> **Source records**
◇ ◇ ◇ ◇
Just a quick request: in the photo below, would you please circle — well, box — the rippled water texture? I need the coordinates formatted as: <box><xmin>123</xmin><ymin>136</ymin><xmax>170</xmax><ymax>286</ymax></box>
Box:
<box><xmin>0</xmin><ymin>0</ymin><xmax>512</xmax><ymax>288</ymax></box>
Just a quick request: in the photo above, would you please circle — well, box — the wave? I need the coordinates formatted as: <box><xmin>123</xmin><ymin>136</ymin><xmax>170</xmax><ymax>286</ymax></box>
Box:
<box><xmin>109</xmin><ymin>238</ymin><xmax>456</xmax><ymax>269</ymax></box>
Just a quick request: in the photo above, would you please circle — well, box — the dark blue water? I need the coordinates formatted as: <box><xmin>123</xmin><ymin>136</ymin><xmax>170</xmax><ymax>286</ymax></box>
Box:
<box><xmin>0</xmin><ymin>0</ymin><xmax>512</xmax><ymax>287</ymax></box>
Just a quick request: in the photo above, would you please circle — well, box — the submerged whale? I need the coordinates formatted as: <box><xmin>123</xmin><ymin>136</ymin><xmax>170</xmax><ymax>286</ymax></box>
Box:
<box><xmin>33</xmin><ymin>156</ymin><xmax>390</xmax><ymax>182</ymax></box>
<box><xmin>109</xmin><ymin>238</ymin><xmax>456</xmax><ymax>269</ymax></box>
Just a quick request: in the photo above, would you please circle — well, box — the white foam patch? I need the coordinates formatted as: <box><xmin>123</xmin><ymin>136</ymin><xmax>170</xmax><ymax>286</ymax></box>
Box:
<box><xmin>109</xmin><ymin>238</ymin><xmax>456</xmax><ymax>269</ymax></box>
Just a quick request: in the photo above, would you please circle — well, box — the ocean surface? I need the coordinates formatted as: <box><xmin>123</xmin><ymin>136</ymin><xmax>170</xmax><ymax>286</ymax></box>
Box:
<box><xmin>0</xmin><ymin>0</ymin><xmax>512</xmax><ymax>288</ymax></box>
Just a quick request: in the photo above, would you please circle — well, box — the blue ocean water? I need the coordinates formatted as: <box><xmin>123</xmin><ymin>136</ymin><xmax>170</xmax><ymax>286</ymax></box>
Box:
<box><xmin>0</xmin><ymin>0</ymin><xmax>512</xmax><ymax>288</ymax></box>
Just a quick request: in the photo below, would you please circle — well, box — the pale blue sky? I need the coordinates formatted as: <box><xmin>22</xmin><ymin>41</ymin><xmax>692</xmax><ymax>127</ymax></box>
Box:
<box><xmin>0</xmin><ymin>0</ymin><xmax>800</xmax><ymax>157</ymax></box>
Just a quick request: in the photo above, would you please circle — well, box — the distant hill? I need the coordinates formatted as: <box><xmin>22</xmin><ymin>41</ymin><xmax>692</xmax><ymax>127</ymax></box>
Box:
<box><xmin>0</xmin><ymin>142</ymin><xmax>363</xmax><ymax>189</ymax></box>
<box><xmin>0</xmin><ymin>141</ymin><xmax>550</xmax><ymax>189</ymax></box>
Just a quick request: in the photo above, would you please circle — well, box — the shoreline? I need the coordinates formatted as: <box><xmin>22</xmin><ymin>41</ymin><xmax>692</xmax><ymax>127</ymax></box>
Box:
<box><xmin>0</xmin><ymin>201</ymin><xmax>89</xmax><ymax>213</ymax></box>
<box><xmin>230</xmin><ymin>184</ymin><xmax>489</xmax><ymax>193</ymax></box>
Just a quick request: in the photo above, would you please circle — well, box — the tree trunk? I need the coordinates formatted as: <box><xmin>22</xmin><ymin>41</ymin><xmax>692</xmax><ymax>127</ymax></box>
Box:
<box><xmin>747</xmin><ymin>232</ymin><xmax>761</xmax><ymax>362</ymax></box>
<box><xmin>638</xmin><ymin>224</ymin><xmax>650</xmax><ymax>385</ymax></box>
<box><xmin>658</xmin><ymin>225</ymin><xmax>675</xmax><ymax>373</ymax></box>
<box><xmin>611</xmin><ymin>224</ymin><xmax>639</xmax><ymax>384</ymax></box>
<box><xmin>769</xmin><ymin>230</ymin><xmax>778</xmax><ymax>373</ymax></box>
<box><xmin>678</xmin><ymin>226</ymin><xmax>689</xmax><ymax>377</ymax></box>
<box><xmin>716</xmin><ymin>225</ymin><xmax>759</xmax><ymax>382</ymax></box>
◇ ◇ ◇ ◇
Give the lines from the one containing "the pale blue" through the end of the entries again, exactly as written and with no other lines.

> **The solution**
Just a quick request: in the photo below, would you please circle — well, box — the pale blue sky? I need the coordinates formatted as: <box><xmin>22</xmin><ymin>41</ymin><xmax>692</xmax><ymax>127</ymax></box>
Box:
<box><xmin>0</xmin><ymin>0</ymin><xmax>800</xmax><ymax>157</ymax></box>
Just a quick request: in the photo above, would you please circle — well, box — the distant hill? I need the coordinates formatted as: <box><xmin>22</xmin><ymin>41</ymin><xmax>692</xmax><ymax>127</ymax></box>
Box:
<box><xmin>0</xmin><ymin>142</ymin><xmax>363</xmax><ymax>189</ymax></box>
<box><xmin>0</xmin><ymin>141</ymin><xmax>550</xmax><ymax>189</ymax></box>
Just a quick request: in the photo above, would you please circle — well, box — the shoreline? I need the coordinates formatted as: <box><xmin>22</xmin><ymin>41</ymin><xmax>692</xmax><ymax>127</ymax></box>
Box:
<box><xmin>0</xmin><ymin>201</ymin><xmax>89</xmax><ymax>213</ymax></box>
<box><xmin>230</xmin><ymin>184</ymin><xmax>489</xmax><ymax>193</ymax></box>
Just a quick request: in the photo above, would you please circle — well, box — the tree trunk? I need the coordinates formatted as: <box><xmin>22</xmin><ymin>41</ymin><xmax>692</xmax><ymax>127</ymax></box>
Box:
<box><xmin>747</xmin><ymin>232</ymin><xmax>761</xmax><ymax>362</ymax></box>
<box><xmin>638</xmin><ymin>224</ymin><xmax>650</xmax><ymax>385</ymax></box>
<box><xmin>658</xmin><ymin>225</ymin><xmax>675</xmax><ymax>373</ymax></box>
<box><xmin>611</xmin><ymin>224</ymin><xmax>639</xmax><ymax>384</ymax></box>
<box><xmin>769</xmin><ymin>230</ymin><xmax>778</xmax><ymax>373</ymax></box>
<box><xmin>678</xmin><ymin>226</ymin><xmax>689</xmax><ymax>377</ymax></box>
<box><xmin>716</xmin><ymin>225</ymin><xmax>759</xmax><ymax>382</ymax></box>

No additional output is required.